Do this: Rewrite the lines of all the items below as a numbered list. Skip blank lines and omit the pictures.

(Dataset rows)
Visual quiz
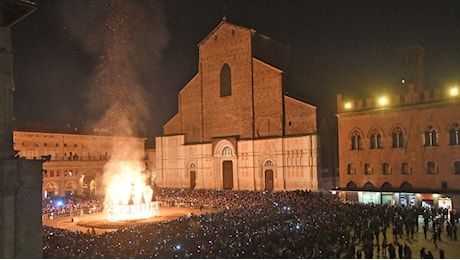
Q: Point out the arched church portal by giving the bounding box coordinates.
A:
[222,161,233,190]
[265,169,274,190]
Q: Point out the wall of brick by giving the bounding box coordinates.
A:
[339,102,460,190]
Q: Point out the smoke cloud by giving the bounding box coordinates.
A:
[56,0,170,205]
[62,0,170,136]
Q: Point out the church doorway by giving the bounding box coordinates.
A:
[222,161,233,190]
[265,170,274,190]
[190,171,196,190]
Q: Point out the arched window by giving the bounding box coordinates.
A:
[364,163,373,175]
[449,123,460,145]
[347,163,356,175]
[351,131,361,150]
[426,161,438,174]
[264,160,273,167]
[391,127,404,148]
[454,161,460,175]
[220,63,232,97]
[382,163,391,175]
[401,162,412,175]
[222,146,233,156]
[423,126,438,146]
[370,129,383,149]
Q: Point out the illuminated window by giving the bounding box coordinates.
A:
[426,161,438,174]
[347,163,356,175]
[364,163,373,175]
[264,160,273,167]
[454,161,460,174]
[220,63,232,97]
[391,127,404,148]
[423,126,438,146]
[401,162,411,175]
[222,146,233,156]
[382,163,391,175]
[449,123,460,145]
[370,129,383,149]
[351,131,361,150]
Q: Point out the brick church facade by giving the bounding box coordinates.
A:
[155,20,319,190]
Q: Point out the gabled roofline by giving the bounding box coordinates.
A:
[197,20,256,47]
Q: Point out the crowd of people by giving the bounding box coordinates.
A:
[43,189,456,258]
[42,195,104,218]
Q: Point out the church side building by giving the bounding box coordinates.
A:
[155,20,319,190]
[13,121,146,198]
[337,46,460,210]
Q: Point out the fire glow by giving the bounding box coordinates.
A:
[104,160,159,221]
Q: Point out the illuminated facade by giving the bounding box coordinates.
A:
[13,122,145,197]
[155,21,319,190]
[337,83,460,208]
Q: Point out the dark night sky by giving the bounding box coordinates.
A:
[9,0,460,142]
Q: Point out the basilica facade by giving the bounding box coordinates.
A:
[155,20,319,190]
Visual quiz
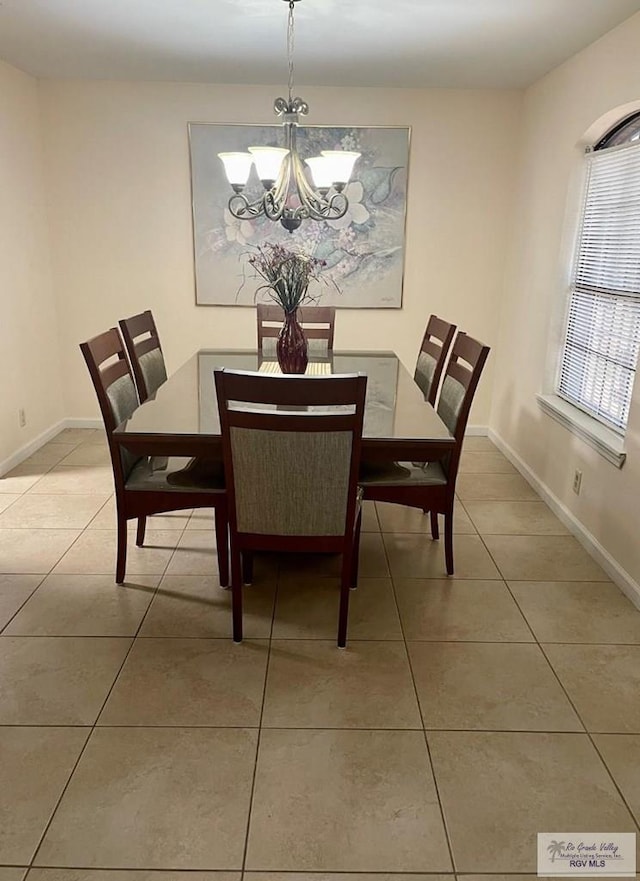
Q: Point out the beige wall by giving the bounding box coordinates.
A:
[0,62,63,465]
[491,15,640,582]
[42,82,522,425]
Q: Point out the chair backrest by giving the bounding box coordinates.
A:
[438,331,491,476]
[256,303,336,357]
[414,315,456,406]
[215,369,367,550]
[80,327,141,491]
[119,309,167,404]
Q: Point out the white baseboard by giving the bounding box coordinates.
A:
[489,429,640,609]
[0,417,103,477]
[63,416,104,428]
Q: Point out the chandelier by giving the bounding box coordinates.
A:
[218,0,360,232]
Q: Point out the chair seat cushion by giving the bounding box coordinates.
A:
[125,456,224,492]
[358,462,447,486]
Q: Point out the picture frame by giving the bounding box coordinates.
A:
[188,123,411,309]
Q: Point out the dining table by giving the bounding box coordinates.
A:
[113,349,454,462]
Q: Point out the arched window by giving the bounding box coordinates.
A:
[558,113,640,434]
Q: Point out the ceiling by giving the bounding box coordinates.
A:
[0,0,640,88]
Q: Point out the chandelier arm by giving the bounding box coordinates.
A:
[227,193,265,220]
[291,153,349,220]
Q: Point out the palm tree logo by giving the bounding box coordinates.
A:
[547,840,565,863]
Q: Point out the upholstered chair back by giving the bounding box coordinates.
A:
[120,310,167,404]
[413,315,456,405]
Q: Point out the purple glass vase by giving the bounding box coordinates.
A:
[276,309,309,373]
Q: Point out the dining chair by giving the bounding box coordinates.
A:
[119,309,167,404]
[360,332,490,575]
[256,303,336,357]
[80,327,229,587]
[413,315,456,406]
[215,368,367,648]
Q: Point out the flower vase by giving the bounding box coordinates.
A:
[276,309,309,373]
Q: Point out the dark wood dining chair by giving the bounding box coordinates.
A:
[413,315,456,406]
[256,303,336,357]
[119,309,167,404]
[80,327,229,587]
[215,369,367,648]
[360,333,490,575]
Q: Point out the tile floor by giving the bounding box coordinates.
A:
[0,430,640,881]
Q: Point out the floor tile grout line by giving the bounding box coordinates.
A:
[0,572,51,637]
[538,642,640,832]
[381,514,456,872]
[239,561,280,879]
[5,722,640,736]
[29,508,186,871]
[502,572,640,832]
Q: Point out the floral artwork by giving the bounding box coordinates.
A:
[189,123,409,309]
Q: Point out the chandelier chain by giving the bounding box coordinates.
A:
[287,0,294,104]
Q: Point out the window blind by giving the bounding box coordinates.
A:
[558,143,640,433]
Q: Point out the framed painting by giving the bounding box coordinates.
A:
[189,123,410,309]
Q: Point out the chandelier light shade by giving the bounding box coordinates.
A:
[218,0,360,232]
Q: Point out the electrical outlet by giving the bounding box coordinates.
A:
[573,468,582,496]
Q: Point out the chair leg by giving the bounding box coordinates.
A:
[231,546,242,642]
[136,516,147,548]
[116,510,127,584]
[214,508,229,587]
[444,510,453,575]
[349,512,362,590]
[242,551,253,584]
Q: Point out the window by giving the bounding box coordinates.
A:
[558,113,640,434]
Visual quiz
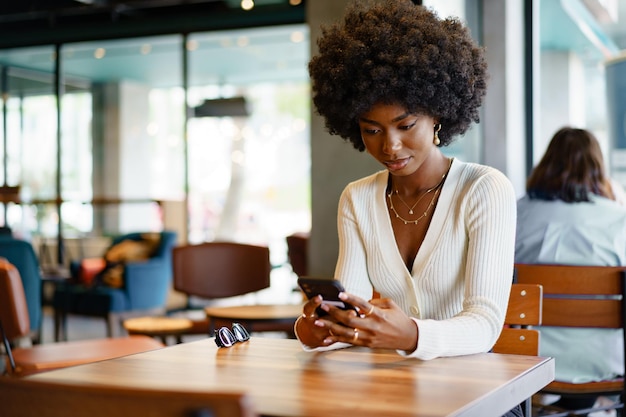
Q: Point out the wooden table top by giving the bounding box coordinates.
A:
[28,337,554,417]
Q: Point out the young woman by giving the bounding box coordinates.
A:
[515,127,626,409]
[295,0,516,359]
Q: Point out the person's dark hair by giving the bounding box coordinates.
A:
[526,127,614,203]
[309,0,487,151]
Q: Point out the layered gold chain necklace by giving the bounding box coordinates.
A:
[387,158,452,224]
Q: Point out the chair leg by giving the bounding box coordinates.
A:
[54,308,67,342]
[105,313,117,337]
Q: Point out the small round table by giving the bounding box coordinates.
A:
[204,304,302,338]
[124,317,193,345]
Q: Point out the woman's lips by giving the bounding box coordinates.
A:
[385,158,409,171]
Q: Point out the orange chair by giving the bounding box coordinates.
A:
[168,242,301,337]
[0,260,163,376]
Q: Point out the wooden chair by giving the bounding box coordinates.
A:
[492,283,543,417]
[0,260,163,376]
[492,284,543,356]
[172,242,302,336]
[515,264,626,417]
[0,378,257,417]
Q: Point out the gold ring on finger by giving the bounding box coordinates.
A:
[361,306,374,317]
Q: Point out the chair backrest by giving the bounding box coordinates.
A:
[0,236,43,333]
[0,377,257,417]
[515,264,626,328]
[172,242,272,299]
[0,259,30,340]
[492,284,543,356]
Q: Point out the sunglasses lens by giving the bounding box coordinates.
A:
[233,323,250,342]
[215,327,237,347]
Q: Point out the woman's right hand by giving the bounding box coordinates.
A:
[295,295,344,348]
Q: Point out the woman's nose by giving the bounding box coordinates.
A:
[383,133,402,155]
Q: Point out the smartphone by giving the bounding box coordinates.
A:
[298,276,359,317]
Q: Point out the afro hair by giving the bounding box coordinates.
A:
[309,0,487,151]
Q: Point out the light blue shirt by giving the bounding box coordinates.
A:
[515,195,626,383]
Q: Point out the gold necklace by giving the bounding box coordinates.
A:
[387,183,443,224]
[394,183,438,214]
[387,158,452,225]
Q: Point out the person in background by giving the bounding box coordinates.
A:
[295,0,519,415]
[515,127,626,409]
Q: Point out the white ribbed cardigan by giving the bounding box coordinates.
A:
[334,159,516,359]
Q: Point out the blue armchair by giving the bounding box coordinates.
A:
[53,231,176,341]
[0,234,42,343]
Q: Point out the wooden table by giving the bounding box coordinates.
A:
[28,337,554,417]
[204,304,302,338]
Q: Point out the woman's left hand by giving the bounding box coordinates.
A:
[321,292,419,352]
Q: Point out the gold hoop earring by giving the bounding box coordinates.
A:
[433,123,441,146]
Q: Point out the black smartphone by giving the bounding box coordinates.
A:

Output for this task:
1. Visual quiz
2. Q: Point out the arched church portal by giving the bounding box coordinates.
3. A:
4. [222,161,233,190]
5. [265,169,274,190]
6. Q: Point out the wall of brick by giving the bounding box coordinates.
7. A:
8. [339,102,460,190]
9. Q: Point out the smoke cloud by giving the bounding box coordinates.
10. A:
11. [56,0,170,205]
12. [62,0,170,136]
13. Q: Point out the church doorway by giving the bounding box coordinates.
14. A:
15. [222,161,233,190]
16. [265,170,274,190]
17. [190,171,196,190]
18. Q: Point out the arched window by giving the bounding box coordinates.
19. A:
20. [364,163,373,175]
21. [449,123,460,145]
22. [347,163,356,175]
23. [351,131,361,150]
24. [426,161,438,174]
25. [264,160,273,167]
26. [391,127,404,148]
27. [454,161,460,175]
28. [220,63,232,97]
29. [382,163,391,175]
30. [401,162,412,175]
31. [222,146,233,156]
32. [423,126,438,146]
33. [370,129,383,149]
34. Q: Point out the illuminated window by giving the bounding box coordinates.
35. A:
36. [426,161,438,174]
37. [347,163,356,175]
38. [364,163,373,175]
39. [264,160,273,167]
40. [454,161,460,174]
41. [220,63,232,97]
42. [391,127,404,148]
43. [423,126,438,146]
44. [401,162,411,175]
45. [222,146,233,156]
46. [382,163,391,175]
47. [449,123,460,145]
48. [370,129,383,149]
49. [351,131,361,150]
50. Q: Point out the brick church facade by giving the bounding box coordinates.
51. A:
52. [155,20,319,190]
53. Q: Point out the gabled roofline by giving the bounding box coordinates.
54. A:
55. [197,20,256,47]
56. Q: Point out the crowd of people by giving the bounding box coordinates.
57. A:
58. [43,189,456,258]
59. [42,195,104,218]
60. Q: Point out the church side building by giving the bounding box coordinates.
61. A:
62. [155,20,319,190]
63. [13,121,146,198]
64. [337,46,460,210]
65. Q: Point out the fire glow by giving the bounding box coordinates.
66. A:
67. [104,160,159,221]
68. Q: Point out the illuminated facade by giving the bounding box coordinates.
69. A:
70. [13,122,145,197]
71. [155,21,319,190]
72. [337,83,460,208]
73. Q: Point out the dark night sky by giving the bounding box coordinates.
74. A:
75. [9,0,460,142]
76. Q: Point out the basilica facade by giving the bounding box coordinates.
77. A:
78. [155,20,319,190]
79. Visual quiz
80. Q: Point out the beige wall by giving the bounding box coordinates.
81. A:
82. [0,62,63,465]
83. [491,15,640,582]
84. [42,82,522,425]
85. Q: Point out the chair backrest by giving the bounding box coordinates.
86. A:
87. [438,331,491,476]
88. [256,303,336,357]
89. [414,315,456,406]
90. [215,369,367,550]
91. [80,327,141,491]
92. [119,309,167,404]
93. Q: Point out the white baseboard by giving the bounding box coordinates.
94. A:
95. [489,429,640,609]
96. [0,417,103,477]
97. [63,416,104,428]
98. Q: Point out the chandelier by giving the bounding box coordinates.
99. A:
100. [218,0,360,232]
101. Q: Point out the chair seat cushion by giving the bounding box coordinates.
102. A:
103. [125,456,224,492]
104. [358,462,447,486]
105. Q: Point out the picture frame by giving the bounding box coordinates.
106. A:
107. [188,123,411,309]
108. Q: Point out the dining table by giving the bounding box coordinates.
109. A:
110. [113,349,454,462]
111. Q: Point out the arched window by giving the bounding box coordinates.
112. A:
113. [558,113,640,434]
114. Q: Point out the ceiling by giving the bounding box coordinates.
115. A:
116. [0,0,640,88]
117. Q: Point out the chandelier arm by giving the bounding box coordinates.
118. A:
119. [227,193,265,220]
120. [291,153,349,220]
121. Q: Point out the palm tree logo by giving the bounding box coordinates.
122. A:
123. [547,840,565,863]
124. Q: Point out the upholstered chair back by giving the bounding box coordinates.
125. A:
126. [120,310,167,404]
127. [413,315,456,405]
128. Q: Point out the purple glass vase by giving the bounding box coordinates.
129. A:
130. [276,309,309,373]
131. Q: Point out the dining chair by giving the bounding box coordinates.
132. A:
133. [119,309,167,404]
134. [360,332,490,575]
135. [256,303,336,357]
136. [80,327,229,587]
137. [413,315,456,406]
138. [215,368,367,648]
139. Q: Point out the flower vase by giving the bounding box coordinates.
140. A:
141. [276,309,309,373]
142. Q: Point out the dark wood dining chair by giving the bounding box coordinates.
143. A:
144. [413,315,456,406]
145. [256,303,336,357]
146. [119,309,167,404]
147. [80,327,229,587]
148. [215,369,367,648]
149. [360,333,490,575]
150. Q: Point out the tile floor by giving the bounding box coordinates.
151. A:
152. [0,430,640,881]
153. Q: Point out the floor tile grout line by giving the bounding box coordinates.
154. A:
155. [0,572,51,637]
156. [538,642,640,832]
157. [381,514,456,872]
158. [239,561,280,879]
159. [5,722,640,736]
160. [29,508,186,871]
161. [502,572,640,832]
162. Q: Point out the floral artwork by giving the bounding box coordinates.
163. A:
164. [189,123,409,309]
165. Q: Point out the chandelier chain by giving the bounding box coordinates.
166. A:
167. [287,0,294,104]
168. Q: Point out the window blind by giving the bounding box coordinates.
169. A:
170. [558,143,640,433]
171. Q: Point out the framed painting by giving the bounding box coordinates.
172. A:
173. [189,123,410,309]
174. Q: Point out the chandelier light shade by giving the bounding box coordinates.
175. A:
176. [218,0,360,232]
177. Q: Point out the electrical outlet by giving the bounding box coordinates.
178. A:
179. [573,468,582,496]
180. Q: Point out the chair leg by giving the bounding box coordinates.
181. A:
182. [231,546,242,642]
183. [136,516,147,548]
184. [116,510,127,584]
185. [214,508,229,587]
186. [444,510,453,575]
187. [349,512,362,590]
188. [242,551,253,584]
189. Q: Point out the window by giving the bounding box coordinates.
190. A:
191. [558,113,640,434]
192. Visual quiz
193. Q: Point out the wooden table top by giving the bounding box coordinates.
194. A:
195. [28,337,554,417]
196. Q: Point out the young woman by giving the bounding box coordinates.
197. A:
198. [515,127,626,409]
199. [295,0,516,359]
200. Q: Point out the person's dark hair by giving the bounding box coordinates.
201. A:
202. [526,127,614,203]
203. [309,0,487,151]
204. Q: Point out the layered gold chain necklace by giving the bounding box coordinates.
205. A:
206. [387,158,452,224]
207. Q: Point out the chair leg by giving the bounding box coordinates.
208. A:
209. [54,308,67,342]
210. [105,313,117,337]
211. Q: Point out the small round table by giving the bounding box coordinates.
212. A:
213. [204,304,302,338]
214. [124,317,193,345]
215. Q: Point out the woman's lips by giving the bounding box coordinates.
216. A:
217. [385,158,409,171]
218. Q: Point out the orange chair by giving the bounding box coordinates.
219. A:
220. [168,242,301,337]
221. [0,260,163,376]
222. Q: Point out the wooden chair by giving the bounding box coordinates.
223. A:
224. [492,283,543,417]
225. [0,260,163,376]
226. [492,284,543,356]
227. [172,242,302,336]
228. [515,264,626,417]
229. [0,378,257,417]
230. Q: Point out the gold ring on finger by giving the bounding box coordinates.
231. A:
232. [361,306,374,317]
233. Q: Point out the chair backrest by giving the bounding box coordinates.
234. A:
235. [0,236,43,333]
236. [0,377,257,417]
237. [515,264,626,328]
238. [172,242,272,299]
239. [0,259,30,340]
240. [492,284,543,356]
241. Q: Point out the sunglasses lens by giving the bounding box coordinates.
242. A:
243. [233,323,250,342]
244. [215,327,237,347]
245. Q: Point out the woman's right hand by giving the bounding box coordinates.
246. A:
247. [295,295,344,348]
248. Q: Point out the woman's nose by giving the bounding box coordinates.
249. A:
250. [383,133,402,155]
251. Q: Point out the smartphone by giving the bounding box coordinates.
252. A:
253. [298,276,359,317]
254. Q: Point out the afro hair by giving the bounding box coordinates.
255. A:
256. [309,0,487,151]
257. Q: Point out the light blue shirt by giving the bounding box coordinates.
258. A:
259. [515,195,626,383]
260. Q: Point out the gold necklace by giving the bounding box coordinates.
261. A:
262. [387,183,443,224]
263. [394,183,438,214]
264. [387,158,452,225]
265. Q: Point out the person in background by giving the bounding box coordinates.
266. A:
267. [295,0,519,415]
268. [515,127,626,409]
269. Q: Point out the white ribbed cardigan by giving the bounding box coordinates.
270. A:
271. [334,159,516,359]
272. Q: Point out the blue armchair by giving the bounding box coordinates.
273. A:
274. [53,231,176,341]
275. [0,234,42,343]
276. Q: Point out the wooden table by giving the bounding box coordinates.
277. A:
278. [28,337,554,417]
279. [204,304,302,338]
280. Q: Point out the woman's left hand by giving the bounding box coordinates.
281. A:
282. [321,292,419,352]
283. Q: Point out the gold hoop earring by giving the bounding box coordinates.
284. A:
285. [433,123,441,146]
286. Q: Point out the black smartphone by giving the bounding box coordinates.
287. A:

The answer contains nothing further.